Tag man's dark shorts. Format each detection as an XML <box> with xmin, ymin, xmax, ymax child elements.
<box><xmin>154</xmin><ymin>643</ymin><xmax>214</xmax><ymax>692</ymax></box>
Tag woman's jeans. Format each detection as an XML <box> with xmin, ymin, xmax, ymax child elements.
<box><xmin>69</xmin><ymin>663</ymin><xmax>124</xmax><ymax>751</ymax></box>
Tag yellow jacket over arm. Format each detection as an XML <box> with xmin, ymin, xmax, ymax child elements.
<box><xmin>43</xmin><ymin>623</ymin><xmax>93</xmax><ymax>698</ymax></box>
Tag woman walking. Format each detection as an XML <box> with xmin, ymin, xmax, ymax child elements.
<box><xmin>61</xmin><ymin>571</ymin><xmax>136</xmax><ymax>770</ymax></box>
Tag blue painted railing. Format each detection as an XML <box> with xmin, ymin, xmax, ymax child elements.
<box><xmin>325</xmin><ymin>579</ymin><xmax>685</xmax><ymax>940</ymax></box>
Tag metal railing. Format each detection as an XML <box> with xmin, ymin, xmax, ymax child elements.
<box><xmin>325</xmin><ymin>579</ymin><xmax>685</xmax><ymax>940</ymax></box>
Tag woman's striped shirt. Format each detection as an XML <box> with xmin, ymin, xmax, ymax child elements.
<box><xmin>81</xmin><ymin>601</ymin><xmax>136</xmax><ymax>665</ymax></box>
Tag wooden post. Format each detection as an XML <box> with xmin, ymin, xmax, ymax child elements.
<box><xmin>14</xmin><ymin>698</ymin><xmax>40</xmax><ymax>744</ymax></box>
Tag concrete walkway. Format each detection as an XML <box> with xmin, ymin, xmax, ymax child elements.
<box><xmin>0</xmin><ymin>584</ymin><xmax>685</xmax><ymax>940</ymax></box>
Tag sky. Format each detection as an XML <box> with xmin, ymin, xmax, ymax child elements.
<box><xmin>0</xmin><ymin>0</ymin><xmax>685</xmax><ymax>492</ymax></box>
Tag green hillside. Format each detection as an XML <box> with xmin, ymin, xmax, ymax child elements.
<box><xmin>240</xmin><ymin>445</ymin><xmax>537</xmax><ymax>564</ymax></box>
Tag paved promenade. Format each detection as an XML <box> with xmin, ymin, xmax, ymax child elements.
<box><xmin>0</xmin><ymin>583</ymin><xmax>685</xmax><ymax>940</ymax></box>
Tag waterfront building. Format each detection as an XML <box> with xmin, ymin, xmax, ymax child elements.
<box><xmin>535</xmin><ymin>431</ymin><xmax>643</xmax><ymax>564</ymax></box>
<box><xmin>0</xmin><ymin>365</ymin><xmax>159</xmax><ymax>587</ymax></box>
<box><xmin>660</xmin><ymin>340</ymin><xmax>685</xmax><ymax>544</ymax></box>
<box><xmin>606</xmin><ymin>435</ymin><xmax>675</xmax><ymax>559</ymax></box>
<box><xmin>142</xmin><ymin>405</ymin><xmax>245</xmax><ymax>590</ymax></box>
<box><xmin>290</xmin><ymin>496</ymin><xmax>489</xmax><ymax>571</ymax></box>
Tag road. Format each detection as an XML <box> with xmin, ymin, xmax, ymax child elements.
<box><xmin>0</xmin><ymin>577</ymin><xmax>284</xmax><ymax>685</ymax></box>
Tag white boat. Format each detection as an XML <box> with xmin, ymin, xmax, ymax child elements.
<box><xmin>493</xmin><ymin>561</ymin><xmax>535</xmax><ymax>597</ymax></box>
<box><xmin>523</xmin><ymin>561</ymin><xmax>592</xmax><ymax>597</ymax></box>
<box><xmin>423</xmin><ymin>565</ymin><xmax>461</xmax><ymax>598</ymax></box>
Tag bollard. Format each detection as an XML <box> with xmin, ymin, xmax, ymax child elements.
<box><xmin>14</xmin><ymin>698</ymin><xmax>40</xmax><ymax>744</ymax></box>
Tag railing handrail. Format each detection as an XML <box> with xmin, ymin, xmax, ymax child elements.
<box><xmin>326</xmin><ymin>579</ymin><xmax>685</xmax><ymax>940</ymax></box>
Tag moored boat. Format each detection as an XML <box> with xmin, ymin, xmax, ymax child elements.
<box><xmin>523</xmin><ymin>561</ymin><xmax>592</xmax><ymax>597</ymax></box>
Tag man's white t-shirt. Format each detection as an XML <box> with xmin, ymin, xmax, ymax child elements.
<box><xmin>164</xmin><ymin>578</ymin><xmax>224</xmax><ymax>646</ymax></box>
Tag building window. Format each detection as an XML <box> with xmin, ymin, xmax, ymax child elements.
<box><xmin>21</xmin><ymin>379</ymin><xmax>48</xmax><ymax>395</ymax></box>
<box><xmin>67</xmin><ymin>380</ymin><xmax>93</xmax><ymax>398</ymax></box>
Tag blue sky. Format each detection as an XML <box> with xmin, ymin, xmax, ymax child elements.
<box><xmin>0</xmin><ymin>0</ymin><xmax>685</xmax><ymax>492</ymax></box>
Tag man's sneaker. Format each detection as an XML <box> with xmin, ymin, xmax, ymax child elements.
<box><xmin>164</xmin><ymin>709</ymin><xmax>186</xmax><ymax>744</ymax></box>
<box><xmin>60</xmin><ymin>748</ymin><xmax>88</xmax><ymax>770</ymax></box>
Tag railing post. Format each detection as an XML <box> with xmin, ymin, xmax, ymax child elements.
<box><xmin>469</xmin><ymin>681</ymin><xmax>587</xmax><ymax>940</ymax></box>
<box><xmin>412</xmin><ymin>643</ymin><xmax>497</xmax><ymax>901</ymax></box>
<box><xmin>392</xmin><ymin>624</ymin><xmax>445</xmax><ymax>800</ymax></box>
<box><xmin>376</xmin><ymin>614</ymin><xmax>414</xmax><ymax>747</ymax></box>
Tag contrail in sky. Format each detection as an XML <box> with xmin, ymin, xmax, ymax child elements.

--- --- ---

What is asked: Starting at the line containing "Tag man's sneaker." and ending at the last line of the items, write out every line again, requests included. Multiply each box coordinate in the answers by 1.25 and round it to a whole number, with halves rounding up.

Result:
Tag man's sneaker. Format each detection as an XML <box> with xmin, ymin, xmax, ymax child elements.
<box><xmin>205</xmin><ymin>886</ymin><xmax>233</xmax><ymax>930</ymax></box>
<box><xmin>75</xmin><ymin>935</ymin><xmax>110</xmax><ymax>963</ymax></box>
Tag railing post. Format each detection as an XML <box> with xmin, ymin, xmax, ymax child elements.
<box><xmin>586</xmin><ymin>851</ymin><xmax>734</xmax><ymax>1175</ymax></box>
<box><xmin>515</xmin><ymin>804</ymin><xmax>621</xmax><ymax>1126</ymax></box>
<box><xmin>490</xmin><ymin>780</ymin><xmax>556</xmax><ymax>1000</ymax></box>
<box><xmin>470</xmin><ymin>768</ymin><xmax>518</xmax><ymax>934</ymax></box>
Tag contrail in sky. Format each detection as an XML <box> with xmin, ymin, xmax, ymax child elements.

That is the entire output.